[SET OF TASKS]
[1] In the mailing-list thread about gain from wires and magnets, what did Stiffler have running that was capacitively coupled to the circuit providing the power?
[2] Using the mailing-list thread about gain from wires and magnets, mark each statement yes or no, quoting the words that settle it: (a) The physics models in SPICE have conservation of energy built in. (b) Someone has explained the apparent gain in Floyd Sweet's circuits. (c) The overunity LED is described as no more exotic than a thermocouple.
[3] Write the next part of the mailing-list thread about gain from wires and magnets, starting after its final sentence.

[PROVIDED TEXT]

Re: [Vo]:Gain from wires and magnets?

2016-07-17 Thread Stephen A. Lawrence





On 07/17/2016 12:00 PM, Bob Higgins wrote:
In such cases, it is really useful to simulate the system with a model 
that is entirely without unknown physics and see how the model 
compares with observation.  If it predicts the same phenomena, you can 
be pretty sure that the outcome was simply outside your expectation.  
SPICE is a wonderful first-principles tool for a lot of this with 
wires and magnets.


Indeed.  Seriously excellent advice.

Surprisingly, we've actually had people in the past attempting to find 
ways to make OU magmos and related gadgets /by using SPICE simulations/, 
which is kind of unreasonable given that conservation of energy is built 
into the physics models used by SPICE.




On Sun, Jul 17, 2016 at 8:27 AM, Jones Beene > wrote:



You may remember the story of the overunity LED,



The OU LED must be /*heated*/ to operate at OU and then it converts some 
thermal energy to electrical energy.  In short, it's no more exotic than 
a thermocouple, which is doing exactly the same thing.


Both obey the laws of thermodynamics, which is to say you can't just 
suck power out of it and have it get cold (and then use it as a "cold 
sink" to make even more energy).


On the other hand, if you're thinking of Stiffler's supposedly OU LEDs 
about which huge amounts of ink was wasted in this forum a few years 
back, he was just a scammer.  He had a signal generator running, which 
was capacitively coupled to the circuit providing the power.  It was an 
amusing demonstration of high frequency parasitics, nothing more.




[Vo]:Gain from wires and magnets?

2016-07-17 Thread Jones Beene
As a general observation, it could be said that many alternative energy
practitioners gravitate to LENR once they determine from thousands of null
results that anomalous gain is unlikely with any configuration of magnets,
magnetic gating, resonant circuits and so on. But the near misses, and the
2nd Law, have not stopped a few clever builders from trying to find the
self-sustaining electrical circuit. No one has ever explained the apparent
gain seen in the circuits of the late Arthur Manelas or Floyd Sweet. 

Here are some scope shots of interest from a recent alternative conference.

[DATASET RECORDS]
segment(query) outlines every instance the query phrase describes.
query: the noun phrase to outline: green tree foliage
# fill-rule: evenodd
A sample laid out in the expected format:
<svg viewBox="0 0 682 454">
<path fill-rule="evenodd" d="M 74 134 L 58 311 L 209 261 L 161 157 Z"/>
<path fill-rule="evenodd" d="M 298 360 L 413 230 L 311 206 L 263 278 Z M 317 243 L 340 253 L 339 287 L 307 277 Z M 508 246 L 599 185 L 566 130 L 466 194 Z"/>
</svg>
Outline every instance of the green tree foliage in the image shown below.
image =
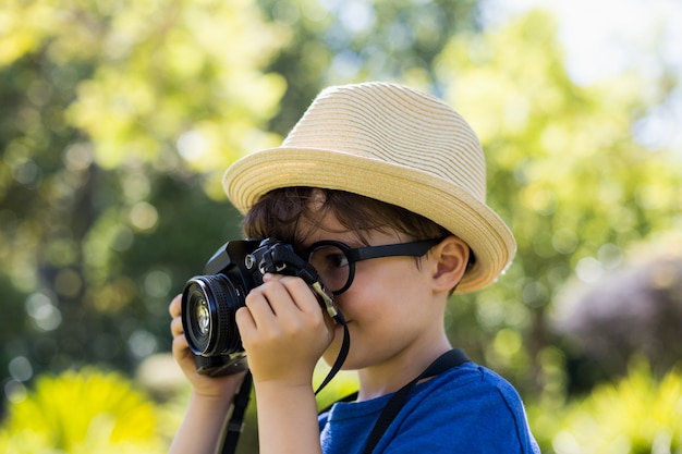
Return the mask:
<svg viewBox="0 0 682 454">
<path fill-rule="evenodd" d="M 680 156 L 634 139 L 648 101 L 636 74 L 588 87 L 569 78 L 545 13 L 455 37 L 437 65 L 447 99 L 482 138 L 488 201 L 519 244 L 499 283 L 455 303 L 452 332 L 487 364 L 539 386 L 541 373 L 526 371 L 543 368 L 549 310 L 564 284 L 590 282 L 636 242 L 682 228 Z"/>
<path fill-rule="evenodd" d="M 0 23 L 2 363 L 130 369 L 239 233 L 220 176 L 278 142 L 263 68 L 289 34 L 249 1 L 9 1 Z"/>
<path fill-rule="evenodd" d="M 401 81 L 438 93 L 434 61 L 452 36 L 480 29 L 476 0 L 258 0 L 291 40 L 268 66 L 288 82 L 271 128 L 287 134 L 327 85 Z"/>
<path fill-rule="evenodd" d="M 328 83 L 412 74 L 436 85 L 433 60 L 475 28 L 474 7 L 7 3 L 0 364 L 130 370 L 166 349 L 169 298 L 239 236 L 224 168 L 278 144 Z"/>
<path fill-rule="evenodd" d="M 605 383 L 560 410 L 532 407 L 544 453 L 682 453 L 682 375 L 656 378 L 642 358 L 626 378 Z"/>
</svg>

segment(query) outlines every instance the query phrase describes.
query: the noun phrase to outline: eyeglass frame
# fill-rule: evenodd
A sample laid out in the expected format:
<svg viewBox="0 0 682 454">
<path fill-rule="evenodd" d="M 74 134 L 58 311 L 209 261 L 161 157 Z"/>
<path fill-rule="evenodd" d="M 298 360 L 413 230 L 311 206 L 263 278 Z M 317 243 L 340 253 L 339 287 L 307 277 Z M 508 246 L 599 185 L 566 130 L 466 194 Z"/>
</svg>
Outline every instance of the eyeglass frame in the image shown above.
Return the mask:
<svg viewBox="0 0 682 454">
<path fill-rule="evenodd" d="M 306 261 L 309 262 L 309 258 L 313 251 L 321 246 L 334 246 L 343 253 L 349 262 L 349 277 L 345 281 L 345 284 L 341 289 L 337 291 L 331 291 L 331 293 L 336 296 L 349 290 L 353 284 L 353 280 L 355 279 L 356 262 L 385 257 L 422 257 L 443 240 L 444 238 L 440 237 L 431 240 L 421 240 L 409 243 L 394 243 L 365 247 L 350 247 L 345 243 L 341 243 L 334 240 L 321 240 L 306 247 L 302 256 L 305 258 Z"/>
</svg>

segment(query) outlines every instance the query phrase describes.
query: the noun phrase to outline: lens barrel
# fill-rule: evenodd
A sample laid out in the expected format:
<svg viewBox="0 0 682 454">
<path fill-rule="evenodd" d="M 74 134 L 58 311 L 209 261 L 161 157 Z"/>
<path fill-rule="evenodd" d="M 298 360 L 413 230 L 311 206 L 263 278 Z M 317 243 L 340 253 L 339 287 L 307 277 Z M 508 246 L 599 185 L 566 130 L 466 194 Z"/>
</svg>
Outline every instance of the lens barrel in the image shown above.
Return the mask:
<svg viewBox="0 0 682 454">
<path fill-rule="evenodd" d="M 234 314 L 246 292 L 227 274 L 198 275 L 187 281 L 182 295 L 182 326 L 195 355 L 243 352 Z"/>
</svg>

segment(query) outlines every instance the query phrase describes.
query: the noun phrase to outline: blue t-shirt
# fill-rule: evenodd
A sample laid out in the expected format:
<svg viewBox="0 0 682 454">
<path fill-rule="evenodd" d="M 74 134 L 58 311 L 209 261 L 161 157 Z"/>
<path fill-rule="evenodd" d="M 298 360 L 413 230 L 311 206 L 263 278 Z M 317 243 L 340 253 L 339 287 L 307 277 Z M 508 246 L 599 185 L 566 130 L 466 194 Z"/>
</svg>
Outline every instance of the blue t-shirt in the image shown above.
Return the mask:
<svg viewBox="0 0 682 454">
<path fill-rule="evenodd" d="M 325 454 L 362 454 L 391 394 L 339 402 L 319 416 Z M 537 454 L 519 393 L 474 363 L 417 384 L 374 453 Z"/>
</svg>

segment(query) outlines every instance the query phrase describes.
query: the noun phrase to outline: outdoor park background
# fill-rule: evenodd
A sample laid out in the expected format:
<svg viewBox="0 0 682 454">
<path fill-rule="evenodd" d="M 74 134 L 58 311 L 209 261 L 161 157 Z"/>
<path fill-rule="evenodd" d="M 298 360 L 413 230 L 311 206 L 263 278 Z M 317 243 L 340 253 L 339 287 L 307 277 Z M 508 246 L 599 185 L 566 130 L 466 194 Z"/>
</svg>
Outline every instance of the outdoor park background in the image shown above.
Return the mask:
<svg viewBox="0 0 682 454">
<path fill-rule="evenodd" d="M 168 303 L 240 236 L 223 170 L 368 79 L 442 97 L 482 138 L 519 253 L 448 329 L 516 385 L 543 451 L 682 452 L 682 144 L 661 126 L 682 59 L 658 28 L 629 49 L 647 64 L 576 81 L 558 17 L 487 4 L 4 0 L 0 452 L 167 451 L 187 396 Z"/>
</svg>

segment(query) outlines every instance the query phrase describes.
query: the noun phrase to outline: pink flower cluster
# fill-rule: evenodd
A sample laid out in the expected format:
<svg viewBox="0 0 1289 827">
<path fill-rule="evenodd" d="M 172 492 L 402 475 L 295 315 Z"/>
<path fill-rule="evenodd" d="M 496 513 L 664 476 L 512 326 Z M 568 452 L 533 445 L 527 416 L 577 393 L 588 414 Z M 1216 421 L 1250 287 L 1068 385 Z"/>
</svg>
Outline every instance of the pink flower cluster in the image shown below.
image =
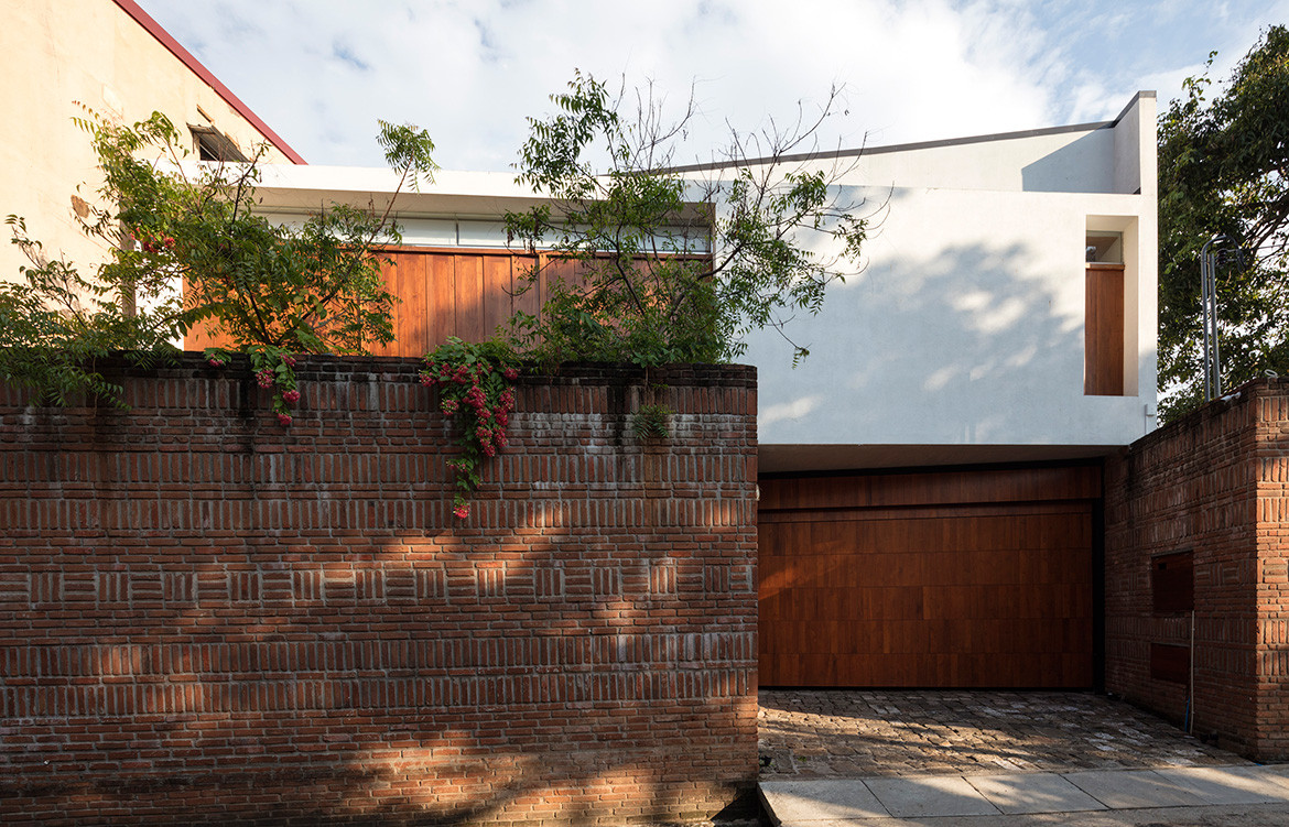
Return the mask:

[ANSWERS TO THE PROBLEMS]
[1] A signal generator.

[2]
(a) Yes: "conservation of energy is built into the physics models used by SPICE"
(b) No: "No one has ever explained the apparent gain seen in the circuits of the late Arthur Manelas or Floyd Sweet."
(c) Yes: "it's no more exotic than a thermocouple"

[3]
http://overunity.com/16724/graham-gundersons-energy-conference-presentation-
most-impressive-and-mysterious/dlattach/attach/158787/image//

Graham is a builder who is in a league by himself. As for a clue about what
he could be doing - a regular poster on vortex over the years is Harvey
Norris, yet few can follow his progress either. Electro-wizards live in
different world where there is little common language with the rest of us,
the uncharged resistors, so to speak. Try deciphering this bit of free
flowing text, if you don't believe me:
https://www.flickr.com/photos/harvich/14992141501/in/dateposted-public/

Basically, the reason I am bringing-up a slight coincidence, aside from slow
news day, is that Graham's scope shots look a bit like the warped 3-phase of
Harvey where phase angles are split and recombined. There has always been
some level of mysticism associated with 3-phase, since it possess
"directionality" on its own. Wiki has an entry for the "charge pump" which
is of interest, since it is one of those high efficiency tricks, like
leakage inductance in high reactance transformers, which on occasion have
been reported to go slightly overunity (1.05). even in Silicon Valley. 

You may remember the story of the overunity LED, but perhaps didn't realize
that part of the gain may come from the charge pump driver which can
increase voltage with less than the expected hit to current. As for a
breakthrough in circuits - such as true self-resonance, well. that feat
could actually be possible, if not already achieved. However, the COP is
low, barely over one, and the true energy source is not magic, but
"ambient". (which may be more than ambient heat). yet, what many places need
this summer is cheap AC (air conditioning, not alternating current)






Re: [Vo]:Gain from wires and magnets?

2016-07-17 Thread Bob Higgins
I was once working with a technician who had hooked up an L-C circuit
(without a transformer) and saw AC voltage gain.  He was convinced that he
had an overunity invention.  The voltage gain was outside of his
expectation.  However, it was pointed out by someone with more experience
that the voltage gain was entirely anticipated and there was no power
gain.  Expectation all comes down to breadth of experience.  Magnetic
circuits will frequently fool our expectation.  In such cases, it is really
useful to simulate the system with a model that is entirely without unknown
physics and see how the model compares with observation.  If it predicts
the same phenomena, you can be pretty sure that the outcome was simply
outside your expectation.  SPICE is a wonderful first-principles tool for a
lot of this with wires and magnets.  But it takes experience with SPICE to
implement a proper model.  Fortunately, there are free SPICE simulators
with good user interfaces to make it easy.

On Sun, Jul 17, 2016 at 8:27 AM, Jones Beene  wrote:

> As a general observation, it could be said that many alternative energy
> practitioners gravitate to LENR once they determine from thousands of null
> results that anomalous gain is unlikely with any configuration of magnets,
> magnetic gating, resonant circuits and so on. But the near misses, and
> the 2nd Law, have not stopped a few clever builders from trying to find
> the self-sustaining electrical circuit. No one has ever explained the
> apparent gain seen in the circuits of the late Arthur Manelas or Floyd
> Sweet.
>
> Here are some scope shots of interest from a recent alternative conference.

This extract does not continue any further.